▶ [PAGE TEXT]

Not just France, Islamophobia exists across Europe; Here are 4 examples
Much has been made of the recent burkini ban in France. France, once hailed as a bastion of freedom of expression and culture, has become a laughing stock across the world. While it's easy (and perfectly justified) to jump on the 'France is bigoted' bandwagon, the fact is that we're missing the bigger picture.
In exposing the latent Islamophobia present in French society by banning the burkini, France has made itself an easy scapegoat for a larger problem plaguing Europe. France isn't a lone black mark on an otherwise Islam-friendly continent, it's merely the most obvious symptom of a much larger European malaise.
From Germany to the Netherlands, here's how Europe, almost as a whole, is a simmering cauldron of anti-Islam sentiments:
Germany has been the most proactive country in Europe when it comes to helping refugees. In the past year, when refugee numbers to Europe hit unprecedented levels, Germany was hailed for its willingness to accept asylum seekers. Evidently though, that has come at a price.
A wave of small-scale terrorist attacks through the course of the summer has led to a surge in support for anti-refugee right wing parties. The Alternative for Germany (AfD) party has managed to make inroads in half of Germany's 16 regional parliaments. Currently polling at around 12% nationally, AfD only need 5% of the national vote to be ensured mainstream representation in Germany's Bundestag.
German society's issues with the influx of Muslim immigrants is also reflected in a recent poll. 81% of Germans polled by Infratest are in favour of a ban on the Islamic veil in some public spaces. More worryingly, 51% of respondents were in favour of a complete ban on the burqa itself, a la France. This despite many experts in France terming the ban a 'failure'.
The sentiment, ostensibly, is one stemming from security fears. However, Peter Neumann, a professor of security studies at King's College states that, "I don't know of a single case in which a burqa ban stopped a terrorist attack or hindered someone's descent into terrorism."

▶ [RECORDED DATA]
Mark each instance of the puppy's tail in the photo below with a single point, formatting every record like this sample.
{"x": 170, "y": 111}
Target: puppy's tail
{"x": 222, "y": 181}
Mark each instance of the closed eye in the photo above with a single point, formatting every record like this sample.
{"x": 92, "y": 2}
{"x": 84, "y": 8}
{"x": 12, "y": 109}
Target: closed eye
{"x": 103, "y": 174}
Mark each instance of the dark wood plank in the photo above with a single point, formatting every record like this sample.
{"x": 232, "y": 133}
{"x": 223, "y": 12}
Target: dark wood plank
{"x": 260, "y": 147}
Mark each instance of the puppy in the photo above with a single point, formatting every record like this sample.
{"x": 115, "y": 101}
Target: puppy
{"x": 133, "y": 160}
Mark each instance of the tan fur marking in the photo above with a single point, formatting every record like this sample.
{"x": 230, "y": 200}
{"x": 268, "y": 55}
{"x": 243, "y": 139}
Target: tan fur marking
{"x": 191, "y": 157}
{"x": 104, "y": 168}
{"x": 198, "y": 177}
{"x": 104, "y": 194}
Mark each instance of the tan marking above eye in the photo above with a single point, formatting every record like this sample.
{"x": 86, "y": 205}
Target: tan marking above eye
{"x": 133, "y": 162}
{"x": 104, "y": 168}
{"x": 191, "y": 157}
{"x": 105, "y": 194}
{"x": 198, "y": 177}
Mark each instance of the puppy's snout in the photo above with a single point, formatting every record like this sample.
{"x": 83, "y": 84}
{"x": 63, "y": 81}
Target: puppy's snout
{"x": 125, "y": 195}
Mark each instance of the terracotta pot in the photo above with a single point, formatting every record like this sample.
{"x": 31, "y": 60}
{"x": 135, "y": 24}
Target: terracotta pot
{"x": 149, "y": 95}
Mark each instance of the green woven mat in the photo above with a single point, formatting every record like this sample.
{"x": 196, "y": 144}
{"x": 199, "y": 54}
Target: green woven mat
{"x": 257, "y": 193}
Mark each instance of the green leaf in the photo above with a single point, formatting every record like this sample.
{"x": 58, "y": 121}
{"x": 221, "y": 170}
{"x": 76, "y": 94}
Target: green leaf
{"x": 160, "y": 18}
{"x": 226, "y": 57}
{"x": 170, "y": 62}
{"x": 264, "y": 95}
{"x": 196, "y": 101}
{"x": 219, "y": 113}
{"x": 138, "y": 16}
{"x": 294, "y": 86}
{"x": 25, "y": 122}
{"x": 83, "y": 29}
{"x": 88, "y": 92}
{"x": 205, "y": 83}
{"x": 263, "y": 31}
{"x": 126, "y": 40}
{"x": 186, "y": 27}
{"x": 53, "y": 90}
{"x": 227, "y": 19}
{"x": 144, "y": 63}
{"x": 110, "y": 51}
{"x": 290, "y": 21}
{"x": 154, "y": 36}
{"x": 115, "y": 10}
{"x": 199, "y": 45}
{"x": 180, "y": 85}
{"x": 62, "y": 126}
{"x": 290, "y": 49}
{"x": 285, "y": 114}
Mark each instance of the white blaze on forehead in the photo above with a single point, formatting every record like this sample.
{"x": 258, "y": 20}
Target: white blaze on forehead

▶ [REQUIRED WORK]
Rewrite the part of the text on Islamophobia in Europe starting at "A wave of small-scale" and ending at "ban a 'failure'.", putting "federal parliament" in place of "Bundestag". The listing is material separate from the text on Islamophobia in Europe.

▶ [REPLY TO THE TASK]
A wave of small-scale terrorist attacks through the course of the summer has led to a surge in support for anti-refugee right wing parties. The Alternative for Germany (AfD) party has managed to make inroads in half of Germany's 16 regional parliaments. Currently polling at around 12% nationally, AfD only need 5% of the national vote to be ensured mainstream representation in Germany's federal parliament.
German society's issues with the influx of Muslim immigrants is also reflected in a recent poll. 81% of Germans polled by Infratest are in favour of a ban on the Islamic veil in some public spaces. More worryingly, 51% of respondents were in favour of a complete ban on the burqa itself, a la France. This despite many experts in France terming the ban a 'failure'.